Extracted data:
>>>
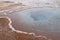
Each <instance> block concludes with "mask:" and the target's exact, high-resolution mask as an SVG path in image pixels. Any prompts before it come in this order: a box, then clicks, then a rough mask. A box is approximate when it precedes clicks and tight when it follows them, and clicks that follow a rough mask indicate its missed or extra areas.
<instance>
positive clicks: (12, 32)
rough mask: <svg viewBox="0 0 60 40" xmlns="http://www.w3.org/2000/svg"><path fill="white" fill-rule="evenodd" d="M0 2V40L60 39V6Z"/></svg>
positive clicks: (32, 39) (50, 39)
mask: <svg viewBox="0 0 60 40" xmlns="http://www.w3.org/2000/svg"><path fill="white" fill-rule="evenodd" d="M0 3H1V4H3V5H1V4H0V5H1V6H0V10H1V11H0V40H60V14H59V13H60V11H59V10H60V8H32V9H27V8H28V7H26V6H25V5H22V4H15V3H2V2H0ZM25 9H26V10H25ZM16 10H17V11H16ZM22 10H24V11H22Z"/></svg>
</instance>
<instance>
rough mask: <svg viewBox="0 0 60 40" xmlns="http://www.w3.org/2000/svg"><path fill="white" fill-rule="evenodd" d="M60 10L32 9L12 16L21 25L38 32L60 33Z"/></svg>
mask: <svg viewBox="0 0 60 40" xmlns="http://www.w3.org/2000/svg"><path fill="white" fill-rule="evenodd" d="M59 10H60V9H59V8H51V9H50V8H32V9H27V10H24V11H16V12H13V13H12V16H13V18H15V19H17V20H18V21H17V22H18V23H19V25H20V23H23V24H26V25H28V27H29V26H30V27H31V28H32V26H33V28H36V29H37V30H43V31H45V30H46V31H52V32H53V31H55V32H60V11H59ZM26 25H25V26H26ZM22 26H24V25H22Z"/></svg>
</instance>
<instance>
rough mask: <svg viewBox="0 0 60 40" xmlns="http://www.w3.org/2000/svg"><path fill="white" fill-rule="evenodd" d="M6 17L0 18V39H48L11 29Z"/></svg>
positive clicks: (18, 39) (41, 39) (2, 17)
mask: <svg viewBox="0 0 60 40" xmlns="http://www.w3.org/2000/svg"><path fill="white" fill-rule="evenodd" d="M10 25H11V24H10V21H9V19H8V18H4V17H1V18H0V40H50V39H47V37H45V36H42V35H40V36H36V35H34V34H31V33H30V34H29V33H27V34H25V33H23V32H22V33H20V32H17V31H14V30H12V28H10V27H11V26H10Z"/></svg>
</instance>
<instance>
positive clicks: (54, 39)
mask: <svg viewBox="0 0 60 40" xmlns="http://www.w3.org/2000/svg"><path fill="white" fill-rule="evenodd" d="M17 14H18V13H17ZM0 17H9V18H10V19H11V21H12V23H11V25H12V26H13V27H14V28H15V29H16V31H14V32H12V31H11V32H9V33H8V34H11V35H13V34H15V35H13V37H15V38H17V39H18V40H19V38H22V39H21V40H24V39H25V38H26V40H29V39H30V40H32V39H31V37H32V38H33V37H34V38H33V39H34V40H37V39H39V40H42V39H44V40H45V37H47V39H46V40H48V39H49V40H60V32H50V31H48V30H47V31H46V30H43V31H41V30H37V29H36V28H34V27H33V25H31V24H26V23H24V22H23V23H22V22H21V16H18V15H16V13H15V14H7V15H4V14H2V15H1V14H0ZM19 19H20V20H19ZM43 28H44V26H43ZM10 30H11V29H10ZM17 30H19V31H20V32H21V31H23V33H19V31H17ZM26 32H27V34H26ZM29 33H35V36H39V35H40V36H42V37H35V36H33V35H32V36H31V37H29V38H27V37H28V36H29ZM20 34H21V36H22V35H24V36H25V37H24V39H23V36H22V37H21V36H18V37H17V36H16V35H20ZM3 35H5V33H3ZM26 35H28V36H26ZM44 36H45V37H44ZM9 37H10V36H9ZM13 37H12V38H13ZM13 40H15V39H14V38H13Z"/></svg>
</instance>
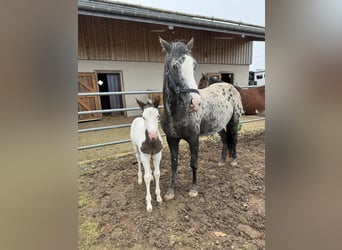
<<<
Task directions: Count the lines above that contain the string "viewBox", treating uppercase and lowercase letters as different. Give only the number.

Exercise solution: 7